- SUPPLIED RECORDS:
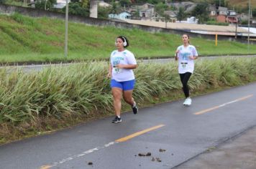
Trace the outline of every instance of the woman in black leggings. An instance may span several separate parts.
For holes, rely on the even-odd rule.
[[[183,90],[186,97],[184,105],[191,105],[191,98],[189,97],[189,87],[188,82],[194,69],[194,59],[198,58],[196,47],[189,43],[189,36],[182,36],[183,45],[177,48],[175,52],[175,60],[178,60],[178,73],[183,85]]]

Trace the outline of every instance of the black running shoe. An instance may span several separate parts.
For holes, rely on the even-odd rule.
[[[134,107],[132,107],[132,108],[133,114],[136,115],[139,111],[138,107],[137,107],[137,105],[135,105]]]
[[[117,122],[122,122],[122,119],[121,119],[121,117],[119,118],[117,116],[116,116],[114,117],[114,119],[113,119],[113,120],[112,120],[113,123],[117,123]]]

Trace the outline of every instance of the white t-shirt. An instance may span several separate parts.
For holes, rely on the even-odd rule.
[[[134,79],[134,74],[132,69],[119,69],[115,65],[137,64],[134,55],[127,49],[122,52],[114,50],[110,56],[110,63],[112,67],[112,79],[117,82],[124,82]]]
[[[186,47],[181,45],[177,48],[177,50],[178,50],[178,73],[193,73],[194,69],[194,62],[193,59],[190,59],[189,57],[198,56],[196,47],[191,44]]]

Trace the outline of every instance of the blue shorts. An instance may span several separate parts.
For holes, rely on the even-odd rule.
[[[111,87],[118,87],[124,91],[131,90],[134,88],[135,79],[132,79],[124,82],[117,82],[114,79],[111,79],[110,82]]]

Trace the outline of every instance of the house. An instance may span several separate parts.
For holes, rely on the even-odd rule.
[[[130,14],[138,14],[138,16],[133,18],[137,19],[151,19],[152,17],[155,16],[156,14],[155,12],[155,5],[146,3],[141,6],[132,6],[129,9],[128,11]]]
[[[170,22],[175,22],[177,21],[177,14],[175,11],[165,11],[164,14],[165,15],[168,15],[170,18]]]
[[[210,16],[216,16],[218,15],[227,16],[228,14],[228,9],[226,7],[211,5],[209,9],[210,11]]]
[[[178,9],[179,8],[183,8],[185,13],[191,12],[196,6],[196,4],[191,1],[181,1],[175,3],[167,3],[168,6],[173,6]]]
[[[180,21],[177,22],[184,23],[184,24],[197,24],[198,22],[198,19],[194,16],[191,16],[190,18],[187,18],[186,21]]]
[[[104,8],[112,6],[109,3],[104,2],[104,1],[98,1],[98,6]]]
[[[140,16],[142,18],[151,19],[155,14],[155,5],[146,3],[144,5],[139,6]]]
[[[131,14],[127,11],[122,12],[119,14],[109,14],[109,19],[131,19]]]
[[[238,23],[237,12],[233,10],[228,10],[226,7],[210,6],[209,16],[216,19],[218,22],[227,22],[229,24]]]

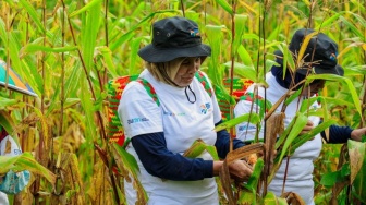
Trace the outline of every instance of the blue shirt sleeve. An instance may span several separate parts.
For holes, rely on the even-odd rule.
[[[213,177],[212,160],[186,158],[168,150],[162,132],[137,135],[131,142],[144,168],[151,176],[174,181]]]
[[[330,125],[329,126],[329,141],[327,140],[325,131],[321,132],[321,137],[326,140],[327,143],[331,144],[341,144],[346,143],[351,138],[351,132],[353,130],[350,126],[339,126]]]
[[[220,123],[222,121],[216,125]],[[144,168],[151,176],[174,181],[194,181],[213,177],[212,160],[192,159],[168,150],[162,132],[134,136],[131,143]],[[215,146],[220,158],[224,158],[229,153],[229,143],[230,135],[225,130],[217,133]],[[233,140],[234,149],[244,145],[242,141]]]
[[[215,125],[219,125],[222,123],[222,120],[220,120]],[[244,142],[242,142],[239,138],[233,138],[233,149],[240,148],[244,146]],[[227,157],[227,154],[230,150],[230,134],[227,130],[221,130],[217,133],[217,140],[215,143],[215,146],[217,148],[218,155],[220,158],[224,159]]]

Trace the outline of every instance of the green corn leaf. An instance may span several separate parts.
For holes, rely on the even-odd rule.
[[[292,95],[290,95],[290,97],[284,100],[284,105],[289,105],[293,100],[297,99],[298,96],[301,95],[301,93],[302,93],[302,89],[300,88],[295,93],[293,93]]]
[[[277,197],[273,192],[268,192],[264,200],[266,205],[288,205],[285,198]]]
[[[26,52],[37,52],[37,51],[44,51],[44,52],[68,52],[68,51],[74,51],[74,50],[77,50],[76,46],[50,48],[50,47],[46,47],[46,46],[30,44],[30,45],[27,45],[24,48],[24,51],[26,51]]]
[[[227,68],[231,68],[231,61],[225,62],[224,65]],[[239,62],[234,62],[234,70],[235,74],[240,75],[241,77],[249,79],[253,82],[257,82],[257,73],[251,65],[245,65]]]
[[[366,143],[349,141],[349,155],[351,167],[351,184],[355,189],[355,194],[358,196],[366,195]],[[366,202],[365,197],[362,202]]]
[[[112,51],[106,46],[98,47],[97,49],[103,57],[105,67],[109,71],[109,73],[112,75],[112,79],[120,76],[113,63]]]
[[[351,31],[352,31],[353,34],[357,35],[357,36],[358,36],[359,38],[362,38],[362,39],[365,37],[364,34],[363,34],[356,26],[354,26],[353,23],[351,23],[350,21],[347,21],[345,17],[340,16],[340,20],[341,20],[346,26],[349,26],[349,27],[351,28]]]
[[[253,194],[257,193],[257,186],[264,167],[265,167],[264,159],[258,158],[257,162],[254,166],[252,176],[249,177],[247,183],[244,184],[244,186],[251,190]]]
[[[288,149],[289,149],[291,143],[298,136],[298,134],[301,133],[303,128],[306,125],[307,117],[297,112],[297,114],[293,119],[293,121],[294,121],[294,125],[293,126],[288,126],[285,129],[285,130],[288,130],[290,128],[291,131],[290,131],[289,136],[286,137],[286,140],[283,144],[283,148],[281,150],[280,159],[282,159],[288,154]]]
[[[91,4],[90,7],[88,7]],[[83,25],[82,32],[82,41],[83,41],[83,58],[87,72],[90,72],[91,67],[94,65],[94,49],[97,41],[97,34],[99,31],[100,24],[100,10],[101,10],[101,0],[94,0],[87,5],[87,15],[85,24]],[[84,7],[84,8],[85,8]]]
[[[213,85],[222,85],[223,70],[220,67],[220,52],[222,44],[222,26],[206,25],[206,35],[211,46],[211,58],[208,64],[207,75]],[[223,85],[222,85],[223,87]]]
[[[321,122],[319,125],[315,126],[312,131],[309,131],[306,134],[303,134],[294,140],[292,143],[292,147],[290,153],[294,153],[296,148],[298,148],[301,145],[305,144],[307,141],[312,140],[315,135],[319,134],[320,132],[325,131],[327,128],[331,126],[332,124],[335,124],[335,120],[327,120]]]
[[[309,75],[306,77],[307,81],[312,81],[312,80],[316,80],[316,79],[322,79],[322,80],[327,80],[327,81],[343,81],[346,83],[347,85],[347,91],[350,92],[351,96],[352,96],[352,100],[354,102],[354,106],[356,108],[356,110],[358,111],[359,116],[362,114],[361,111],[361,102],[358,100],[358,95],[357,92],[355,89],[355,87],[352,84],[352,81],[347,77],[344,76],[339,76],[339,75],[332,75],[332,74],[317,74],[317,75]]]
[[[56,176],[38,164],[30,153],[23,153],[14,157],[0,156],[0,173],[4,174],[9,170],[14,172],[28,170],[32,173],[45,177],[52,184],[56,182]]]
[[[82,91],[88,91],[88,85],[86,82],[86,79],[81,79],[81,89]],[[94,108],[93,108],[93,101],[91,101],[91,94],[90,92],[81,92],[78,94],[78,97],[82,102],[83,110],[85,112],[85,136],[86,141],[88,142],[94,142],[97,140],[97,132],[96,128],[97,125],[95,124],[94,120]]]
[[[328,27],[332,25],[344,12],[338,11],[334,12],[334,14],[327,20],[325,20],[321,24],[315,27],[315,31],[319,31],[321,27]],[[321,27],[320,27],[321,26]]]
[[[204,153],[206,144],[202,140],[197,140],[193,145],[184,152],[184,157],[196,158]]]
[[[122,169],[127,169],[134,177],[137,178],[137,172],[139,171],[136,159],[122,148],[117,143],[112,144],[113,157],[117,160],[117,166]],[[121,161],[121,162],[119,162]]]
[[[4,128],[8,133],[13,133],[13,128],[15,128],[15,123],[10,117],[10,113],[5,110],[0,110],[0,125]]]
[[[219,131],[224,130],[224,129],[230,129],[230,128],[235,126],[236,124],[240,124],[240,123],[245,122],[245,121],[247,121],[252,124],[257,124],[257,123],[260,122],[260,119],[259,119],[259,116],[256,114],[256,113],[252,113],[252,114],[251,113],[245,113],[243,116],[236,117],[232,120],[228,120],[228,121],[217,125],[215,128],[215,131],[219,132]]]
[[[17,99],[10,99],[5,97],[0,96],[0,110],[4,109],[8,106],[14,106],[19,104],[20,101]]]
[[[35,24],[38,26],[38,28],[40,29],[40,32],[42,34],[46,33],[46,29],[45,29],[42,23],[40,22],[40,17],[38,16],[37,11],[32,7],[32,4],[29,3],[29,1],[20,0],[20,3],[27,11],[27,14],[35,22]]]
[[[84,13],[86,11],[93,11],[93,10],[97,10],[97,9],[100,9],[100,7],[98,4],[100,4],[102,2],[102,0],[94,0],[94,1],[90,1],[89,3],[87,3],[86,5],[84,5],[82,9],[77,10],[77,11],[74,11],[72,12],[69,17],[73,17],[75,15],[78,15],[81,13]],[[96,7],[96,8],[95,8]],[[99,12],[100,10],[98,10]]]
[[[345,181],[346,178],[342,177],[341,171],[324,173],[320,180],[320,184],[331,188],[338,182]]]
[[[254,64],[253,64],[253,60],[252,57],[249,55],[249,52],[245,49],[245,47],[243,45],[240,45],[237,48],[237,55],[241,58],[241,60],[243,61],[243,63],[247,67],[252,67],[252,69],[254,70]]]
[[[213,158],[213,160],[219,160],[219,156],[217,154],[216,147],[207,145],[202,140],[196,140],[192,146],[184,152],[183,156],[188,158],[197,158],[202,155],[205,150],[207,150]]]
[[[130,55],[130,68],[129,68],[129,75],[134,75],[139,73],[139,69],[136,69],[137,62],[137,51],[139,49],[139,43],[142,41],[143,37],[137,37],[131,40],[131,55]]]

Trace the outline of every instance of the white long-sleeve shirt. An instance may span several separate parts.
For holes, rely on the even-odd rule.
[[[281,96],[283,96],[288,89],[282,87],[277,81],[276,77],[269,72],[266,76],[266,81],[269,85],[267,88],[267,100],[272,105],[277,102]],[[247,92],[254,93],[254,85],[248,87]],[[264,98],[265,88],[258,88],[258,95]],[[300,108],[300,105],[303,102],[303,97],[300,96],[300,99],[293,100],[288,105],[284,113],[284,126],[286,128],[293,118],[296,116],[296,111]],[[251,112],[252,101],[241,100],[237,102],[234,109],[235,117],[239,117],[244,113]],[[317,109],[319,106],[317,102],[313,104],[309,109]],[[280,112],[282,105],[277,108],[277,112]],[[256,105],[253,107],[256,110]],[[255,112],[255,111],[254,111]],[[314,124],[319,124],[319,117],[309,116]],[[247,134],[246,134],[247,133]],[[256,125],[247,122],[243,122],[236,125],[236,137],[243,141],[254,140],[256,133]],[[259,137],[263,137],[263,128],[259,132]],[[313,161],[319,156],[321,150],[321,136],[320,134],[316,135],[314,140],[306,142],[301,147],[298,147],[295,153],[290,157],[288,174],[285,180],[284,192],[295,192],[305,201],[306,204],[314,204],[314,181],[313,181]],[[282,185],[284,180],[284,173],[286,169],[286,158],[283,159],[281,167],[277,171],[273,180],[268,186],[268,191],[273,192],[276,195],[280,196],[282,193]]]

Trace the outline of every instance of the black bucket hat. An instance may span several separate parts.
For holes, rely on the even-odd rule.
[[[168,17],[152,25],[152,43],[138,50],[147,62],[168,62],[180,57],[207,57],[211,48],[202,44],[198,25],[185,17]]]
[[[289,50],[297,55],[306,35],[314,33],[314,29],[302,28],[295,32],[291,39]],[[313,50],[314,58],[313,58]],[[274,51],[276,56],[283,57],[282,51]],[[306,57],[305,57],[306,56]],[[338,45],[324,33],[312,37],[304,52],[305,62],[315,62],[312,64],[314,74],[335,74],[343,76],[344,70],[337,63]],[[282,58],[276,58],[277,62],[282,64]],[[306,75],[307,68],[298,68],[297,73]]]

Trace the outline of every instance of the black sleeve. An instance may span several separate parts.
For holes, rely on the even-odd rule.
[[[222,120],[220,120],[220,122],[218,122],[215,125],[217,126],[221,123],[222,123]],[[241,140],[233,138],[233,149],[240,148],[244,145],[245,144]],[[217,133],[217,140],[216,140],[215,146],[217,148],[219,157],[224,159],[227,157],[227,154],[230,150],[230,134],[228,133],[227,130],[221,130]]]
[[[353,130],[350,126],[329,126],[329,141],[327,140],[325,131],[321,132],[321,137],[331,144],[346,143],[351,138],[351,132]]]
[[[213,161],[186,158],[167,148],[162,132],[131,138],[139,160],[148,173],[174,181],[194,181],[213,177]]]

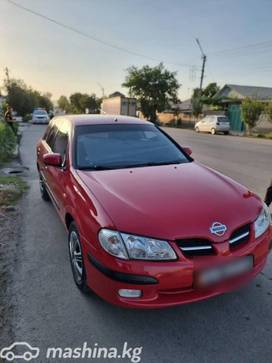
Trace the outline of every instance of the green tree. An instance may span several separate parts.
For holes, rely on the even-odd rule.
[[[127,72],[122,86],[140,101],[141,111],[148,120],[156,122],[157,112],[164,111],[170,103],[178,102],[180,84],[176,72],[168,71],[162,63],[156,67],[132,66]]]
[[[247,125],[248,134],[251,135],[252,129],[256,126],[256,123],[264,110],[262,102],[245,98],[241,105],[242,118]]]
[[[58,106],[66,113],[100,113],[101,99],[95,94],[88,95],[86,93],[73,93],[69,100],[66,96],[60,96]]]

- GIVEN TASK: Recast the records as a JSON list of strings, one string per line, starting at the line containing "Trace the outline of every instance of the black sleeve." and running through the end of the records, with both ends included. Omit blank lines, and leave the pictures out of the answer.

- WRITTEN ANSWER:
[
  "Trace the outline of every instance of the black sleeve. An instance may span several separate parts.",
  "For holes, rely on the even-odd rule.",
  "[[[222,120],[220,120],[220,122],[218,122],[215,125],[217,126],[221,123],[222,123]],[[241,140],[233,138],[233,149],[240,148],[244,145],[245,144]],[[217,133],[217,140],[216,140],[215,146],[217,148],[219,157],[224,159],[227,157],[227,154],[230,150],[230,134],[228,133],[227,130],[221,130]]]",
  "[[[353,130],[350,126],[329,126],[329,141],[327,140],[325,131],[321,132],[321,137],[331,144],[346,143],[351,138],[351,132]]]",
  "[[[213,161],[186,158],[167,148],[162,132],[131,138],[139,160],[148,173],[174,181],[194,181],[213,177]]]",
  "Trace the outline of every instance of the green tree. An instance may span several separate parts.",
  "For holes, rely on the even-odd rule.",
  "[[[127,72],[122,86],[140,101],[141,111],[148,120],[156,122],[157,112],[164,111],[170,103],[178,102],[180,84],[176,72],[168,71],[162,63],[156,67],[132,66]]]",
  "[[[247,125],[248,134],[251,135],[252,129],[256,126],[256,123],[264,110],[262,102],[245,98],[241,105],[242,118]]]",
  "[[[58,106],[66,113],[100,113],[101,99],[95,94],[88,95],[86,93],[73,93],[69,100],[66,96],[60,96]]]"
]